练习目标
编辑从含有“If it's not too much trouble, please detect the dark”的那一行到最后一行（首尾两行都算在内）：把“rider in uniform”改为“uniformed rider”，其余内容保持不变，只给出这些行，并略去图片。

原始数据

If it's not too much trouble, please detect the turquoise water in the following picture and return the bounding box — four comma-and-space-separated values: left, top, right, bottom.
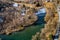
0, 24, 44, 40
0, 7, 45, 40
0, 16, 44, 40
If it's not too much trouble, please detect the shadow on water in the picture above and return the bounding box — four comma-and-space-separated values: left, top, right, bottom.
0, 7, 46, 40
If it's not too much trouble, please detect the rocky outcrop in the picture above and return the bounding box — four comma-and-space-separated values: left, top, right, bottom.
0, 3, 37, 35
32, 2, 58, 40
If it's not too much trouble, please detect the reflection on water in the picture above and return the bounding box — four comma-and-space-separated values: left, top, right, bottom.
0, 7, 45, 40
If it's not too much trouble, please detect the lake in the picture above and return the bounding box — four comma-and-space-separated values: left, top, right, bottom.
0, 7, 45, 40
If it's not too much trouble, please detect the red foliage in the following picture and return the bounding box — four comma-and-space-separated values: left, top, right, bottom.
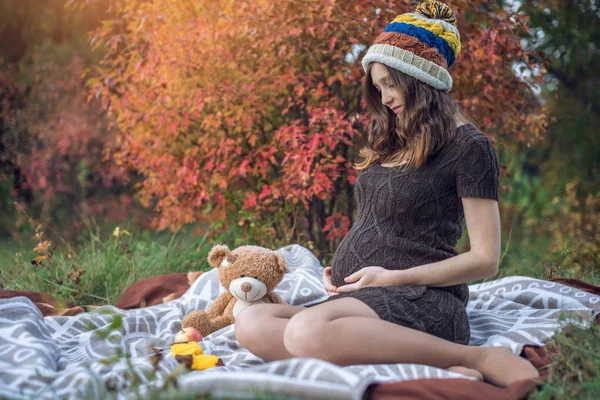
80, 0, 546, 255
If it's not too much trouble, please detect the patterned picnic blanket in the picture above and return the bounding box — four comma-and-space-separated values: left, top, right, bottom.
0, 245, 600, 399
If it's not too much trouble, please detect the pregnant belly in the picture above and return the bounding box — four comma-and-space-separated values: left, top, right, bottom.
331, 234, 453, 286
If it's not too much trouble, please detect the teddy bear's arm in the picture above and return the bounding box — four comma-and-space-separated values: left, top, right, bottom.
206, 292, 233, 318
265, 292, 287, 304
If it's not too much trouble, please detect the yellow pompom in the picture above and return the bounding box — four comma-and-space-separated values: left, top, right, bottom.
415, 0, 456, 26
190, 354, 220, 371
171, 342, 202, 356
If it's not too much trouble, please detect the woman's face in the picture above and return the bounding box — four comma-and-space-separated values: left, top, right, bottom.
371, 62, 404, 114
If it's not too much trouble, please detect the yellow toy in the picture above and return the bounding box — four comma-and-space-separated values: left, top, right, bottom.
171, 328, 225, 371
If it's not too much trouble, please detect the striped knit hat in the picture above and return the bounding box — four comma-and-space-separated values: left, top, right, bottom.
362, 0, 460, 92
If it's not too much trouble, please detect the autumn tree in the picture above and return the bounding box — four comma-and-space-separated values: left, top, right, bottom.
0, 0, 133, 238
83, 0, 545, 255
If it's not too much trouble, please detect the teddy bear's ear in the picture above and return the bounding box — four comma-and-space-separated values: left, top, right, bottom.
208, 244, 231, 268
275, 253, 290, 274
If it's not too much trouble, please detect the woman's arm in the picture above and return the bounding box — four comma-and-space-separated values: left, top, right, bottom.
389, 197, 500, 286
338, 197, 500, 292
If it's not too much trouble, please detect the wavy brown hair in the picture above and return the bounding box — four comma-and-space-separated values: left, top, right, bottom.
354, 64, 474, 170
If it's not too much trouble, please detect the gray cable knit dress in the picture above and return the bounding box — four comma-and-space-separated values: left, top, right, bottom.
313, 124, 499, 344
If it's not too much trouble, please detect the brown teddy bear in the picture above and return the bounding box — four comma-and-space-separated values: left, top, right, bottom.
181, 245, 289, 336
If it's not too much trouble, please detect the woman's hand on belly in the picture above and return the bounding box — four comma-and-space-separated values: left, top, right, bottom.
323, 267, 340, 296
337, 267, 391, 293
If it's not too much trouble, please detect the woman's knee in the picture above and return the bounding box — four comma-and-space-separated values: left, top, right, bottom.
234, 304, 270, 347
283, 312, 328, 360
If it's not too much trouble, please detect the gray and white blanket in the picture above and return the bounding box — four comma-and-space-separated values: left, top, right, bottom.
0, 245, 600, 399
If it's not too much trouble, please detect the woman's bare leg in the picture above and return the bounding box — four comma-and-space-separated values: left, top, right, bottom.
236, 298, 539, 386
235, 304, 305, 361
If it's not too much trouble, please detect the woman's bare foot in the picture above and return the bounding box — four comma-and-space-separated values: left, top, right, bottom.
471, 347, 540, 387
446, 365, 483, 381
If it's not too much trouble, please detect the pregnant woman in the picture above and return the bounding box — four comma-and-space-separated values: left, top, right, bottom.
235, 1, 538, 386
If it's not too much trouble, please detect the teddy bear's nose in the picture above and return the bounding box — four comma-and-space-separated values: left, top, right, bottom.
242, 282, 252, 292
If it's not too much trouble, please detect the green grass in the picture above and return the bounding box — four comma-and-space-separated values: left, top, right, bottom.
0, 222, 600, 400
0, 222, 216, 305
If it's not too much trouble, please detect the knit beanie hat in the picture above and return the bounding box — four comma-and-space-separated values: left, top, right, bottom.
362, 0, 460, 92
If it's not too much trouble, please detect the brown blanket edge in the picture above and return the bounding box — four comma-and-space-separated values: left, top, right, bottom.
365, 279, 600, 400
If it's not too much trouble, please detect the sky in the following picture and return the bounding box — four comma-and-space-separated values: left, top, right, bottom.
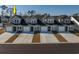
1, 5, 79, 15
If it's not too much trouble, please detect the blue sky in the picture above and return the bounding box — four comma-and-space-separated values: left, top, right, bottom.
6, 5, 79, 15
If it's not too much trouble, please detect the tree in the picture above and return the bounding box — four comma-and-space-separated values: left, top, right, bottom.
7, 8, 13, 16
0, 5, 8, 16
27, 10, 36, 16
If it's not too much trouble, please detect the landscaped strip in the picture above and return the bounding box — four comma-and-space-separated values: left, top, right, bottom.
73, 33, 79, 37
0, 29, 4, 34
5, 33, 20, 43
54, 33, 67, 42
32, 33, 40, 43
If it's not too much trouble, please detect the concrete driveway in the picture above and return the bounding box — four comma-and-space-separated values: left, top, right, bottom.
40, 33, 60, 43
59, 33, 79, 43
0, 32, 14, 43
13, 33, 33, 44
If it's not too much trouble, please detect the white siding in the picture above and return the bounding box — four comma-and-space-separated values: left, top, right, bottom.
24, 26, 30, 32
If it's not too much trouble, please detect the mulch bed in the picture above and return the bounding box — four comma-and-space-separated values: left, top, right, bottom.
5, 33, 20, 43
54, 33, 67, 42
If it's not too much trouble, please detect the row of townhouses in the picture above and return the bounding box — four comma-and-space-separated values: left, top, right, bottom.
1, 15, 75, 32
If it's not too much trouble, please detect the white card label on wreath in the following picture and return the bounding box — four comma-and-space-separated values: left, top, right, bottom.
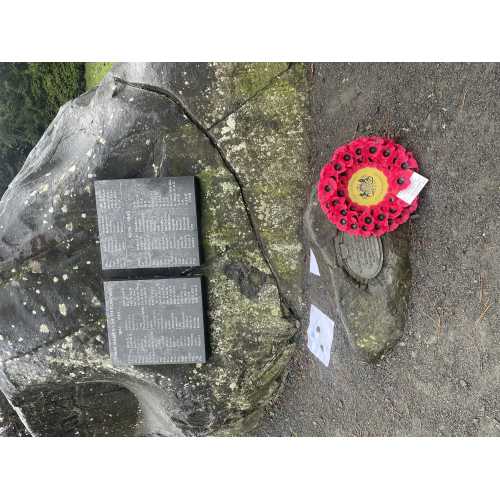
396, 172, 429, 205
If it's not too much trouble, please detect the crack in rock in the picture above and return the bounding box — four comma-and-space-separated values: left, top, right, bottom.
113, 76, 297, 319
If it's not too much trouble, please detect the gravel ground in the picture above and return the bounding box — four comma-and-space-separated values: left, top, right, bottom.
256, 64, 500, 436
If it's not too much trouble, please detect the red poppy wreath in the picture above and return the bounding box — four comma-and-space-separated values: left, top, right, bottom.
318, 136, 418, 237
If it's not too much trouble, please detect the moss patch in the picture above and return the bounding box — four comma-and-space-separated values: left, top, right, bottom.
85, 62, 113, 90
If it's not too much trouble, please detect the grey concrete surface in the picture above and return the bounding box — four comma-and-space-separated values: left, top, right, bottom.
255, 64, 500, 436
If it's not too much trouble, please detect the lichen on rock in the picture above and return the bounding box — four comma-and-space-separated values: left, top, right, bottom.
0, 64, 306, 435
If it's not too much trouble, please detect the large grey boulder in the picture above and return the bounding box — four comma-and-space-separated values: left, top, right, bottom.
0, 64, 307, 436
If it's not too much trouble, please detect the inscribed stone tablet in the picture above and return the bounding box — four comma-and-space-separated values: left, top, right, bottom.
95, 177, 200, 271
104, 277, 206, 365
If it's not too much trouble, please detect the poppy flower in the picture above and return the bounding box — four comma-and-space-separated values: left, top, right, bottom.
317, 136, 418, 237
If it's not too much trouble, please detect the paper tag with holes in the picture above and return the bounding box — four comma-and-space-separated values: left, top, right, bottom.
309, 248, 320, 276
307, 304, 335, 366
396, 172, 429, 205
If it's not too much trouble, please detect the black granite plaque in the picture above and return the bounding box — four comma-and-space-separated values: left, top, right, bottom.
95, 177, 200, 271
104, 277, 206, 365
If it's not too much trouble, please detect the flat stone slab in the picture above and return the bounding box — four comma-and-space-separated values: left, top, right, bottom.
104, 277, 206, 365
95, 176, 200, 271
335, 232, 384, 283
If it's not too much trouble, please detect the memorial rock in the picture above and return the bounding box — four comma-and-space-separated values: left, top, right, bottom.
304, 189, 411, 361
0, 64, 307, 436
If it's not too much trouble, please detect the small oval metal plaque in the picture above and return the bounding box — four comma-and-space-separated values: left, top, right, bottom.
335, 232, 384, 282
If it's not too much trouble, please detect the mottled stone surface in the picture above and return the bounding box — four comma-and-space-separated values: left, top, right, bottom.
304, 190, 411, 360
0, 64, 306, 435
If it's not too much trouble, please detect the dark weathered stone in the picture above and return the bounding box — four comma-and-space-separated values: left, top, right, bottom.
304, 189, 411, 360
0, 392, 30, 437
0, 64, 305, 435
104, 277, 206, 365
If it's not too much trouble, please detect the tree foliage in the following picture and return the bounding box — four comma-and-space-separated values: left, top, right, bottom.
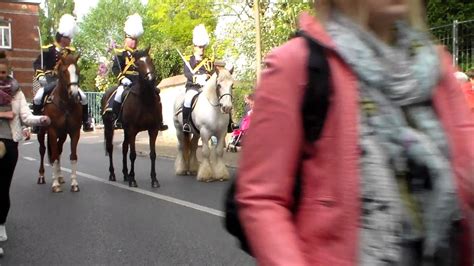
39, 0, 74, 45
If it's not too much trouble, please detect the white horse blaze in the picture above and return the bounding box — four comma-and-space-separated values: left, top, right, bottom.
67, 64, 79, 96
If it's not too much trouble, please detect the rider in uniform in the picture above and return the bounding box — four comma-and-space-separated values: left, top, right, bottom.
33, 14, 93, 131
112, 14, 168, 131
183, 24, 215, 133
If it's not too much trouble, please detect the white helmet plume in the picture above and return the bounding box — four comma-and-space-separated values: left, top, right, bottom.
58, 14, 77, 39
193, 24, 209, 46
124, 13, 143, 39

参考答案
If it's not too much trouble, please detect the dark weathered stone in the picture above and return the bounding box — four comma-and-space-separated values: left, top, right, bottom.
304, 189, 411, 360
0, 392, 30, 437
0, 64, 305, 435
104, 277, 206, 365
If it's not too much trouble, please detect the tree foliage in the following picture and return the bounding box — four comma-and-space-separated values: left, top, right, bottom.
39, 0, 74, 45
If it's not too much trouble, please detect the white horse blaze in the picture above and return the bounding box — four comma-and-space-separated values: left, top, right, bottom.
67, 64, 79, 96
If it's not too much trouble, please detect the uniformed rider in the picture above and return the bounding box — four comma-and-space-separated values: left, top, right, bottom.
33, 14, 93, 131
112, 14, 168, 131
183, 24, 215, 133
If it's not too much trouble, please detect the white helmet plume in the picture above and return the bounding box — four comma-and-space-separated values: left, top, right, bottom.
58, 14, 77, 39
193, 24, 209, 46
124, 13, 143, 39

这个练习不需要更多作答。